● EXERCISE INSTRUCTIONS:
Turn the records below into a numbered list, one line per item, and leave out any blank lines.

** START SOURCE RECORDS **

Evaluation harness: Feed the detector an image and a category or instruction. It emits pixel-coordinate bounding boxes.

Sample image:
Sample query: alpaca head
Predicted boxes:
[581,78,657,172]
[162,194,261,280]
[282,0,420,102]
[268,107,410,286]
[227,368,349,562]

** END SOURCE RECORDS **

● OUTPUT OF THE TASK:
1. Evaluation harness: Feed the detector an image and a category or instruction. It emits pixel-coordinate bounding boxes.
2. Sample image:
3. Sample query: alpaca head
4. Predicted boxes:
5. [581,78,657,172]
6. [162,194,261,280]
7. [282,0,420,102]
8. [268,107,410,286]
9. [227,368,349,562]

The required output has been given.